» **Excerpt**
Segment Open

Just adding one fruit and one vegetable a day and removing one or two sugared things from your diet can have a huge effect. If you have any more specific questions, ask away.


~ Raederle

At this point, Mary joined the conversation as well:

"I was on over ten scripts myself when I came home from the hospital and I started to cut sugar and red meat out of my diet and felt better, then because of packing I reverted back to cooked fast food and I feel like crap again. Today and tomorrow I am going to try and go back to water and 100% juice. It's hard to get fruit when your house bound like I am. Once I move I want to work on my diet more."

My letter to Mary:


Drinking lots of water is something I used to underestimate the power of. I always thought, "yeah, but water doesn't offer any nutrition, so it's not important, right?" Little did I know that without water everything in your body functions less effectively.

Each cell in the body needs a certain amount of water, sodium and potassium in order to be hydrated, and if the cell isn't hydrated, then it isn't functioning correctly. (Two great sources of potassium are bananas and coconut juice or coconut meat from a young coconut. Very specifically a young coconut.)

Segment Closed

(Point-per-instance localization data)
Segment Open

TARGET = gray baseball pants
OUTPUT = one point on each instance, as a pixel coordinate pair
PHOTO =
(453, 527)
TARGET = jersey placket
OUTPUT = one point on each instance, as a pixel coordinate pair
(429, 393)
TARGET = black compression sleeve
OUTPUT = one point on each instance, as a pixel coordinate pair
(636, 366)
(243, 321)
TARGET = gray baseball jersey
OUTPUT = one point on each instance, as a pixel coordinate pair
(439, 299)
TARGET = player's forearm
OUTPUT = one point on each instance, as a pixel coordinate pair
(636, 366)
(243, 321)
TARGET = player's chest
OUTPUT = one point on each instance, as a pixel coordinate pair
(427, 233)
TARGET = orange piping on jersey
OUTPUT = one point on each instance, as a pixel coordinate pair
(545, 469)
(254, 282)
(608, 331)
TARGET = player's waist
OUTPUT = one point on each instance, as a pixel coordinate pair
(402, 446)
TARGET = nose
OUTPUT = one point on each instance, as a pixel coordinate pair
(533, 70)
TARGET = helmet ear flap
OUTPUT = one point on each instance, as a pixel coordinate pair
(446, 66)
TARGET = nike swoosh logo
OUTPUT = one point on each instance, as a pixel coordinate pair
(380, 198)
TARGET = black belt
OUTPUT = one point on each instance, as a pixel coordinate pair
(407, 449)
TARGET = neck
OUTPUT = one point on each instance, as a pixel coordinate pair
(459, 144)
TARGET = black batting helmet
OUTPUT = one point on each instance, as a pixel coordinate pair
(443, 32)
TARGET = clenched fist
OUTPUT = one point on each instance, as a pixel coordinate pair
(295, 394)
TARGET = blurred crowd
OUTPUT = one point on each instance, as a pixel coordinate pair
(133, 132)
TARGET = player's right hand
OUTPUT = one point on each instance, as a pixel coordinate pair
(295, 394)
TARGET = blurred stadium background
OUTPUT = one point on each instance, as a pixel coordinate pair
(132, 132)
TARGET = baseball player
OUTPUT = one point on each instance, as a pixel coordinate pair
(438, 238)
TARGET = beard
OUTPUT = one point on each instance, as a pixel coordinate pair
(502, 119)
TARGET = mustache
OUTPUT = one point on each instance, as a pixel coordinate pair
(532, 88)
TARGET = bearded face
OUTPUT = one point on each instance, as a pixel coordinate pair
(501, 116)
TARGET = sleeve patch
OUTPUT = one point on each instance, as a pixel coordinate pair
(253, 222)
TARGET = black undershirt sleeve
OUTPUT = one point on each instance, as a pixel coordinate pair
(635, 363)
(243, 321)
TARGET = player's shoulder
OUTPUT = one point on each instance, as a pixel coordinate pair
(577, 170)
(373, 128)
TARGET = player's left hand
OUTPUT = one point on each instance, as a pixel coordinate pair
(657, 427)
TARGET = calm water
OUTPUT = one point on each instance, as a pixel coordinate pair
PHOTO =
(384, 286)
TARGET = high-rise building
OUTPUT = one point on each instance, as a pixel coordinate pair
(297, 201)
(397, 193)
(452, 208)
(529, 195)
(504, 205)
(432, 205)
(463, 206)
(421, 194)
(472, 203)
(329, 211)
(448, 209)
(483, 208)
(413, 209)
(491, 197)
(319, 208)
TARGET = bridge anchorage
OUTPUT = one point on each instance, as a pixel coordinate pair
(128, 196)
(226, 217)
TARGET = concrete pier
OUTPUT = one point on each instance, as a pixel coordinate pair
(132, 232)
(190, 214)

Segment Closed

» **Your task**
Can you copy out the full excerpt on diet and drinking water, word for word?

» **Task answer**
Just adding one fruit and one vegetable a day and removing one or two sugared things from your diet can have a huge effect. If you have any more specific questions, ask away.


~ Raederle

At this point, Mary joined the conversation as well:

"I was on over ten scripts myself when I came home from the hospital and I started to cut sugar and red meat out of my diet and felt better, then because of packing I reverted back to cooked fast food and I feel like crap again. Today and tomorrow I am going to try and go back to water and 100% juice. It's hard to get fruit when your house bound like I am. Once I move I want to work on my diet more."

My letter to Mary:


Drinking lots of water is something I used to underestimate the power of. I always thought, "yeah, but water doesn't offer any nutrition, so it's not important, right?" Little did I know that without water everything in your body functions less effectively.

Each cell in the body needs a certain amount of water, sodium and potassium in order to be hydrated, and if the cell isn't hydrated, then it isn't functioning correctly. (Two great sources of potassium are bananas and coconut juice or coconut meat from a young coconut. Very specifically a young coconut.)